[Excerpts from pointing data]

- - - - -

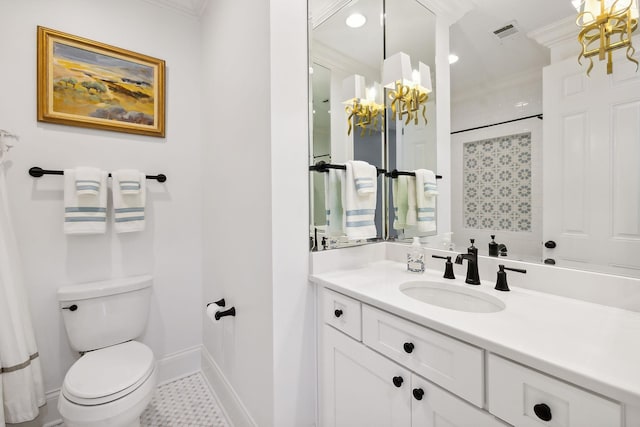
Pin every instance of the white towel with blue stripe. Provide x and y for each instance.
(128, 207)
(426, 192)
(129, 181)
(359, 200)
(88, 181)
(333, 202)
(84, 212)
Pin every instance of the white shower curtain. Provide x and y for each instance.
(21, 387)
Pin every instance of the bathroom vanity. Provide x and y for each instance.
(405, 349)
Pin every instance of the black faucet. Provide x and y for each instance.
(473, 277)
(501, 281)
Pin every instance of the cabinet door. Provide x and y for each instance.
(358, 388)
(434, 407)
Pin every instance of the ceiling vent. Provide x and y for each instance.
(507, 31)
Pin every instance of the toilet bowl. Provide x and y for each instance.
(109, 387)
(113, 381)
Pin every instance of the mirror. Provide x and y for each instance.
(337, 52)
(503, 182)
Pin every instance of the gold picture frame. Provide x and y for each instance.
(90, 84)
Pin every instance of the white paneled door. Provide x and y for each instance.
(591, 161)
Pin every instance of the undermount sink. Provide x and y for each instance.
(452, 297)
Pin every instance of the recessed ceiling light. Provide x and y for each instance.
(356, 20)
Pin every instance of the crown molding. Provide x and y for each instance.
(451, 10)
(193, 8)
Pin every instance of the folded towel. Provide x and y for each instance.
(426, 200)
(129, 181)
(87, 181)
(428, 179)
(128, 209)
(359, 208)
(400, 201)
(365, 177)
(84, 213)
(412, 212)
(333, 202)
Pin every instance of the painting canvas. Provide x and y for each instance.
(91, 84)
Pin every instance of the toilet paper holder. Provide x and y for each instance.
(219, 303)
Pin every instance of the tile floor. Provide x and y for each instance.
(186, 402)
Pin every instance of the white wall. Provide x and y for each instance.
(255, 236)
(170, 247)
(237, 231)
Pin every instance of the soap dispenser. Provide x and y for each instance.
(493, 246)
(415, 257)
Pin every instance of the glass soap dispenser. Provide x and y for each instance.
(415, 257)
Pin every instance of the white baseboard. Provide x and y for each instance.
(170, 368)
(235, 411)
(179, 364)
(49, 415)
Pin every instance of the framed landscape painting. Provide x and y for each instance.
(90, 84)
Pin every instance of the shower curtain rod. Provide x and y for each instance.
(538, 116)
(37, 172)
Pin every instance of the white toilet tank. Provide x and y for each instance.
(100, 314)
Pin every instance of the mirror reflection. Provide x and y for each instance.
(347, 64)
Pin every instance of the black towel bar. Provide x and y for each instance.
(37, 172)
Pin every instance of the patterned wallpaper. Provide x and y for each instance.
(497, 183)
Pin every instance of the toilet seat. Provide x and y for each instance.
(108, 374)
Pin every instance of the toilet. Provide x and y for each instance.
(114, 379)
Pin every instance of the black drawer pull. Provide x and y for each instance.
(408, 347)
(397, 381)
(418, 393)
(543, 411)
(230, 312)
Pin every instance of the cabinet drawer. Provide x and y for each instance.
(437, 407)
(516, 393)
(343, 313)
(452, 364)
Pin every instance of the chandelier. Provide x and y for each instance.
(606, 25)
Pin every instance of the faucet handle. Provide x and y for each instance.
(448, 266)
(501, 281)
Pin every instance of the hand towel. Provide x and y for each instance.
(428, 179)
(365, 177)
(426, 200)
(400, 201)
(87, 181)
(412, 210)
(84, 213)
(359, 207)
(333, 202)
(129, 181)
(128, 209)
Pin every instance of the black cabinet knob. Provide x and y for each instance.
(418, 393)
(397, 381)
(543, 411)
(230, 312)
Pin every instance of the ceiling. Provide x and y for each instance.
(486, 60)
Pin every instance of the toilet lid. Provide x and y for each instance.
(104, 375)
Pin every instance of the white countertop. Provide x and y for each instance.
(593, 346)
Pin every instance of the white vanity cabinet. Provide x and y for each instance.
(361, 387)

- - - - -

◆ TASK OBJECTIVE ◆
Convert every line of the listing above into a Markdown table with two columns, Row and Line, numbering the rows in order and skipping blank lines. Leave the pictures out.

◆ THE RESPONSE ◆
| Row | Line |
|---|---|
| 1 | Pin every instance of the white towel with blue stripe. Provide x and y for each instance. |
| 2 | (128, 207) |
| 3 | (426, 192) |
| 4 | (129, 181) |
| 5 | (359, 200) |
| 6 | (88, 181) |
| 7 | (333, 202) |
| 8 | (84, 212) |
| 9 | Pin every instance of the white shower curtain. Provide x and y for each instance. |
| 10 | (21, 387) |
| 11 | Pin every instance of the bathroom vanity. Provide x and y for each instance. |
| 12 | (405, 349) |
| 13 | Pin every instance of the black faucet. Provide x and y for each instance. |
| 14 | (473, 277) |
| 15 | (501, 281) |
| 16 | Pin every instance of the cabinet door. Provide x and y for each instance. |
| 17 | (358, 388) |
| 18 | (434, 407) |
| 19 | Pin every instance of the ceiling vent. Provide x and y for each instance. |
| 20 | (507, 31) |
| 21 | Pin every instance of the toilet bowl. Provide x and y for each instance. |
| 22 | (109, 387) |
| 23 | (113, 381) |
| 24 | Pin every instance of the mirror. Provide x and y for each instance. |
| 25 | (337, 52) |
| 26 | (503, 182) |
| 27 | Pin every instance of the gold picture frame. Provide x and y for each instance. |
| 28 | (90, 84) |
| 29 | Pin every instance of the white paneled door. Provide x and y for each instance. |
| 30 | (591, 161) |
| 31 | Pin every instance of the undermount sink. Provide x and y for each instance. |
| 32 | (452, 297) |
| 33 | Pin every instance of the recessed ceiling light. Provide x and y for each instance. |
| 34 | (356, 20) |
| 35 | Pin every instance of the crown molding. Provide x and y for each instance. |
| 36 | (451, 10) |
| 37 | (193, 8) |
| 38 | Pin every instance of the folded towel. Provide x and y for each instance. |
| 39 | (426, 200) |
| 40 | (129, 181) |
| 41 | (87, 181) |
| 42 | (428, 179) |
| 43 | (128, 209) |
| 44 | (359, 208) |
| 45 | (400, 201) |
| 46 | (365, 177) |
| 47 | (84, 213) |
| 48 | (412, 212) |
| 49 | (333, 202) |
| 50 | Pin every instance of the painting canvas. Provide x and y for each instance. |
| 51 | (91, 84) |
| 52 | Pin every instance of the toilet paper holder. Provide x and y for each instance. |
| 53 | (219, 303) |
| 54 | Pin every instance of the tile floor. Provide x and y for each instance. |
| 55 | (186, 402) |
| 56 | Pin every instance of the white wall. Provide x and y for each instance. |
| 57 | (255, 236) |
| 58 | (170, 247) |
| 59 | (237, 231) |
| 60 | Pin every instance of the soap dispenser. Provide x and y for each instance. |
| 61 | (493, 246) |
| 62 | (415, 257) |
| 63 | Pin every instance of the glass soap dispenser. Provide x and y for each instance. |
| 64 | (415, 257) |
| 65 | Pin every instance of the white baseboard. Provide x and y for each instance. |
| 66 | (170, 368) |
| 67 | (235, 411) |
| 68 | (179, 364) |
| 69 | (49, 415) |
| 70 | Pin every instance of the framed landscape painting. Provide x and y for each instance. |
| 71 | (90, 84) |
| 72 | Pin every instance of the shower curtain rod. Provide x and y for each instance. |
| 73 | (538, 116) |
| 74 | (37, 172) |
| 75 | Pin every instance of the white toilet tank. Provide x and y for each instance. |
| 76 | (100, 314) |
| 77 | Pin every instance of the mirror reflection. Provide x and y for each instance. |
| 78 | (347, 64) |
| 79 | Pin every instance of the black towel bar. Provide x and y for each instance. |
| 80 | (37, 172) |
| 81 | Pin every instance of the patterned wallpaper. Provide x and y for each instance. |
| 82 | (497, 183) |
| 83 | Pin every instance of the toilet seat. Provide x and y for each instance. |
| 84 | (108, 374) |
| 85 | Pin every instance of the toilet. Provide x and y for each instance. |
| 86 | (114, 379) |
| 87 | Pin every instance of the black drawer pull. Provide x and y for each instance. |
| 88 | (408, 347) |
| 89 | (397, 381) |
| 90 | (418, 393) |
| 91 | (543, 411) |
| 92 | (230, 312) |
| 93 | Pin every instance of the cabinet drawer. Provide x and y for each instance. |
| 94 | (437, 407) |
| 95 | (516, 393) |
| 96 | (343, 313) |
| 97 | (452, 364) |
| 98 | Pin every instance of the chandelier. Provide x and y for each instance. |
| 99 | (606, 25) |
| 100 | Pin every instance of the faucet handle. Provide x and y for each instance. |
| 101 | (448, 266) |
| 102 | (501, 281) |
| 103 | Pin every instance of the hand towel. Provide x and y for each instance. |
| 104 | (428, 179) |
| 105 | (365, 177) |
| 106 | (426, 200) |
| 107 | (400, 201) |
| 108 | (87, 181) |
| 109 | (412, 210) |
| 110 | (84, 213) |
| 111 | (359, 207) |
| 112 | (333, 202) |
| 113 | (129, 181) |
| 114 | (128, 209) |
| 115 | Pin every instance of the black cabinet knob. Provide x and y for each instance. |
| 116 | (418, 393) |
| 117 | (397, 381) |
| 118 | (543, 411) |
| 119 | (230, 312) |
| 120 | Pin every instance of the ceiling. Provide x and y for each instance. |
| 121 | (486, 60) |
| 122 | Pin every instance of the toilet lid. Provide x and y for each instance. |
| 123 | (104, 375) |
| 124 | Pin every instance of the white countertop. Provide x and y for each instance. |
| 125 | (593, 346) |
| 126 | Pin every instance of the white vanity cabinet. Provide x and y for each instance. |
| 127 | (361, 387) |